Selected passage =>
+ + + + +

# Need help! 2.7T KO3 actuators shot



## ryanjn (Mar 3, 2009)

Immediately following the installation of high-flow downpipes (custom fabricated), *both* of the actuators in my 2004 A6 2.7T have failed. Consequently, the waste gates do not open when boost pressure is achieved, and the ECU throws me into a soft limp (DTC: boost limit exceeded).
This has been confirmed by my regular tuning shop, the same who installed the downpipes. The shop has offered two solutions: replacing the KO3's with new OEM KO3's or upgrading to KO4's. Neither of these are within my budget after all the recent work I had saved up for (chip, coilovers, downpipes).
From what I've read, the actuators themselves can be replaced on the KO3s, though the tuner called me crazy at the thought of this idea.








Another tex member offered to sell me 2 used KO3s, and guarantees they're in working condition.. but the shop refuses to humor this idea either (understandably), as they don't welcome customer supplied parts. There really is no way of knowing that the problem is fixed until they are installed.

+ + + + +

Supplied records =>
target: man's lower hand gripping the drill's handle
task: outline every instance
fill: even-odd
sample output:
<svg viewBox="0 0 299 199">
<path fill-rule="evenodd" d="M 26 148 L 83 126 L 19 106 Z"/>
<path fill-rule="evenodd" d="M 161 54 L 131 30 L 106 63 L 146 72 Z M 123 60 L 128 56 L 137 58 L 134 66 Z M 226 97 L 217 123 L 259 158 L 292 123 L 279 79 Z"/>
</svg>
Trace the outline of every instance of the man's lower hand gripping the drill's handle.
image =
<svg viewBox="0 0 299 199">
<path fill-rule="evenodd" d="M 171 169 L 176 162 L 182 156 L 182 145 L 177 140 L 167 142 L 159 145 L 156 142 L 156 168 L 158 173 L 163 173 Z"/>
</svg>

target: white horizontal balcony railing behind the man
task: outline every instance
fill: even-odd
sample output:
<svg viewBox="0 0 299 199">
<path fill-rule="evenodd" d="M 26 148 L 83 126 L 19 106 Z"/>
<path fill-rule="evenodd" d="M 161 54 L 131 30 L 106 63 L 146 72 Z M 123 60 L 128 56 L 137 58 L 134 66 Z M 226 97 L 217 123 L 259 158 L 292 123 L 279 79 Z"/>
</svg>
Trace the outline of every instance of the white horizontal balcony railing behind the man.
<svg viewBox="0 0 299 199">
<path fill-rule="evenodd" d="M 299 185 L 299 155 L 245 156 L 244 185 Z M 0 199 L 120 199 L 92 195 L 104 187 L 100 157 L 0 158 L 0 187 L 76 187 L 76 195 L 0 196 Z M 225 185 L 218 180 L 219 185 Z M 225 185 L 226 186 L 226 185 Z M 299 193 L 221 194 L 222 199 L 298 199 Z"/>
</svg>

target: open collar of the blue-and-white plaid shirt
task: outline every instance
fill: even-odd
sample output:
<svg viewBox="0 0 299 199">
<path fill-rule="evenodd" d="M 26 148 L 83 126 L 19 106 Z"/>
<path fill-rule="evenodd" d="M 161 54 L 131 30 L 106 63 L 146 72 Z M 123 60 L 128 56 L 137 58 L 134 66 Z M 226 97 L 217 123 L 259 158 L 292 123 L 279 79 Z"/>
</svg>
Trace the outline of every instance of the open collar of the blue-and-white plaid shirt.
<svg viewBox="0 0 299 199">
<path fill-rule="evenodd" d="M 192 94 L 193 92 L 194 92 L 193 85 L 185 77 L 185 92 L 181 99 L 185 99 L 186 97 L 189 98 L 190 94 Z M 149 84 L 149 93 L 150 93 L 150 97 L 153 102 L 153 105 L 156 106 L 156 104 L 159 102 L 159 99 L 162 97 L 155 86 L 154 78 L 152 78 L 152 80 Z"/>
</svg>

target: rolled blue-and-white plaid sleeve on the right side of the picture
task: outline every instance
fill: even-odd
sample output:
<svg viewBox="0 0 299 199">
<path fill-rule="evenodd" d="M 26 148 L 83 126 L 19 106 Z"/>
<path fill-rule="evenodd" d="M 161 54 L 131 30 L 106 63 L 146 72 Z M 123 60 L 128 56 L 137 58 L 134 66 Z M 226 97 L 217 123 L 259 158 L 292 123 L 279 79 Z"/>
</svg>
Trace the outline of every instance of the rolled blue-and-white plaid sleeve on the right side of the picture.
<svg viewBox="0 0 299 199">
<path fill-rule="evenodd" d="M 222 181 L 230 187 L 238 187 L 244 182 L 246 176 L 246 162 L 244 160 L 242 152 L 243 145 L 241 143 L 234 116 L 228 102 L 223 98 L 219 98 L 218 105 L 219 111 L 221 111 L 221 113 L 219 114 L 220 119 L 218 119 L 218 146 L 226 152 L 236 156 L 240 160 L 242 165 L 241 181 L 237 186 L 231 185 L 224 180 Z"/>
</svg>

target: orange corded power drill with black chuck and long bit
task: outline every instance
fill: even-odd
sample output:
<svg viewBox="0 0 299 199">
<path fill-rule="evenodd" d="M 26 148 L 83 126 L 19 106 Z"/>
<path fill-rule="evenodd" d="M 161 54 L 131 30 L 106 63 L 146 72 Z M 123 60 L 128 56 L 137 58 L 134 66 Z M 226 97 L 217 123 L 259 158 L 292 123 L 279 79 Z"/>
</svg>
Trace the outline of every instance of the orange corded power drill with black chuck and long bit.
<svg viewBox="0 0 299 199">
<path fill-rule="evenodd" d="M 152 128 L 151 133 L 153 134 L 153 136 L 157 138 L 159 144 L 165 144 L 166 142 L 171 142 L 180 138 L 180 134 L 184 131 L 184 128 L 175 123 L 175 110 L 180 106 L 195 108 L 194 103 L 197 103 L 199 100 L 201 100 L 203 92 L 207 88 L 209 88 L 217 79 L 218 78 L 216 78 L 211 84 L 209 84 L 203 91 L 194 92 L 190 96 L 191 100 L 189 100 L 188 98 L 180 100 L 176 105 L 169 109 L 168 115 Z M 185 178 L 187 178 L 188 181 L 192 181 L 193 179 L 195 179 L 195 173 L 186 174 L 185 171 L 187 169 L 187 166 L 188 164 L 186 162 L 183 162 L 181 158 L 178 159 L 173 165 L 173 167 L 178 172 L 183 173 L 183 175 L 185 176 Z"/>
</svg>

+ + + + +

List of tasks =>
[1] In the forum post about the failed KO3 actuators, what two solutions did the tuning shop offer?
[2] Condense the paragraph beginning "This has been confirmed by my regular tuning shop" from the forum post about the failed KO3 actuators, keeping its main facts.
[3] Carry on the forum post about the failed KO3 actuators from the point where it stops.

Task results =>
[1] Replacing the KO3s with new OEM KO3s or upgrading to KO4s.

[2] My regular tuning shop, which installed the downpipes, confirmed this. It offered two fixes: new OEM KO3s or an upgrade to KO4s. After paying for the chip, coilovers and downpipes, I can afford neither.

[3]
I'm looking for suggestions out there.. or perhaps a local shop that will install the used turbos for a decent rate (may be worth a shot). All I can do otherwise is wait (and save), or trade the car in.


----------



## GLS-S4 (Jun 6, 2005)

*Re: Need help! 2.7T KO3 actuators shot (ryanjn)*

Maybe your wastegate line is leaking or N75 has failed. Inspect rubber hose at each WG to ensure it is not disconnected. Wastegate line operates using pressure (not vacuum like some ppl suggest) so try gently applying regulated ~5psi to T connector at bottom of N75 to hear if there is a WG Line pressure leak and /or have 2nd person check underneath for WG Rod Actuation.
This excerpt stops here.